# under cabinet lighting



## jhcontracting (Jan 10, 2009)

I'm starting a search for good manufacturers of low voltage under cabinet lighting for the kitchen remodels we do. Don't want to get into the 12v style unless I'm tearing out the drywall on the walls. Can anyone suggest a few for me that have good options. 
And while I'm at it can anyone give me an idea of what type is the best to use when you aren't tearing out the drywall in the backsplash area. Or is 12v still the best to use. I looked at some previous posts, but most were from a few years ago. I'm sure products and styles have changed since then 
thanks,
JHC


----------



## Xtrememtnbiker (Jun 9, 2013)

LED strip lights are good. You run up from an outlet into the back of a cabinet for powering the transformer which is doable without messing up the backsplash area. Then you're running low voltage wire everywhere instead of having high voltage that must be in conduit.


----------



## Jaws (Dec 20, 2010)

Task objective:
Please reproduce the under cabinet lighting thread word for word, from "## jhcontracting (Jan" to "(Jun 9, 2013)". The records aren't needed for this work.

Provided material:
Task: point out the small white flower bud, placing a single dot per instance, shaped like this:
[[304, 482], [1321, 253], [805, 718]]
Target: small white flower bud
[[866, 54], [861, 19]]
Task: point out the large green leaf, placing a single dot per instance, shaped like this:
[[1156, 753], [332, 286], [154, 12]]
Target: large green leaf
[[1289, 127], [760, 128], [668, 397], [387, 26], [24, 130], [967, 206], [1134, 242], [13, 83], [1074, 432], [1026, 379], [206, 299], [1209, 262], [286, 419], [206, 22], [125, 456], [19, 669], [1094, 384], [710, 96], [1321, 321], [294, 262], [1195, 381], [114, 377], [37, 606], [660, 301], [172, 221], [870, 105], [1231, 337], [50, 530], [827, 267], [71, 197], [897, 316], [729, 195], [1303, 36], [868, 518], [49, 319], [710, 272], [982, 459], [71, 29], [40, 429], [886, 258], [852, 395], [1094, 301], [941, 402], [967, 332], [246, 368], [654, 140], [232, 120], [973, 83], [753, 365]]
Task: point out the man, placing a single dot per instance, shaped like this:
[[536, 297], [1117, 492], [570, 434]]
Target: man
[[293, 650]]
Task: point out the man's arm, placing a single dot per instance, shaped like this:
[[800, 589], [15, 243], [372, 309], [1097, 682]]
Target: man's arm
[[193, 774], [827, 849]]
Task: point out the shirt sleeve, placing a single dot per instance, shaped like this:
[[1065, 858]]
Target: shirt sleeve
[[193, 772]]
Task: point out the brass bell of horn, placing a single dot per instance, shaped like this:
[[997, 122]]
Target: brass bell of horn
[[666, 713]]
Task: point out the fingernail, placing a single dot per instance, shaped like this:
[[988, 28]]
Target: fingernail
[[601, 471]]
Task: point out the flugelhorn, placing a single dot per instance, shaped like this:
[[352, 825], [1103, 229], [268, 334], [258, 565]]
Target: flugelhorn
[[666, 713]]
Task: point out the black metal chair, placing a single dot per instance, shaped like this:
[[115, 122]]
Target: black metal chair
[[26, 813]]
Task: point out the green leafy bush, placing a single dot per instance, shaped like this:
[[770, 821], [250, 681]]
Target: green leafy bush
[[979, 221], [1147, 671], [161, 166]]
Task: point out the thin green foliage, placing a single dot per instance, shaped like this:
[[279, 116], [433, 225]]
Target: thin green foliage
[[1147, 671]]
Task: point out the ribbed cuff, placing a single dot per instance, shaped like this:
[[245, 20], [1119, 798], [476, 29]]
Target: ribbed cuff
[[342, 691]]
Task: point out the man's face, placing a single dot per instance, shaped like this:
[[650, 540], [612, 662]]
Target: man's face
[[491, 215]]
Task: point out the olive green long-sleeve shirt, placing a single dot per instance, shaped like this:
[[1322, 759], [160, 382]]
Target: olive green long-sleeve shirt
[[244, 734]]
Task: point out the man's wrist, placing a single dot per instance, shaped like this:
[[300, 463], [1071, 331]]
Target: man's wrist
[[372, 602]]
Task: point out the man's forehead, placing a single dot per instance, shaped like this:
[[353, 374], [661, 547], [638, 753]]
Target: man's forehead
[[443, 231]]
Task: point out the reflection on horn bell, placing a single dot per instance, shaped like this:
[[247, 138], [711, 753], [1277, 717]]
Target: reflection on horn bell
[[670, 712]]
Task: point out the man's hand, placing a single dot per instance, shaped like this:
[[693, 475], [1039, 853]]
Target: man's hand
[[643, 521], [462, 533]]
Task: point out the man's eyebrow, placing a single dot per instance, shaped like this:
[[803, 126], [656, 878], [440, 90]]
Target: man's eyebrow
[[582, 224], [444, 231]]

Task response:
## jhcontracting (Jan 10, 2009)

I'm starting a search for good manufacturers of low voltage under cabinet lighting for the kitchen remodels we do. Don't want to get into the 12v style unless I'm tearing out the drywall on the walls. Can anyone suggest a few for me that have good options. 
And while I'm at it can anyone give me an idea of what type is the best to use when you aren't tearing out the drywall in the backsplash area. Or is 12v still the best to use. I looked at some previous posts, but most were from a few years ago. I'm sure products and styles have changed since then 
thanks,
JHC


----------



## Xtrememtnbiker (Jun 9, 2013)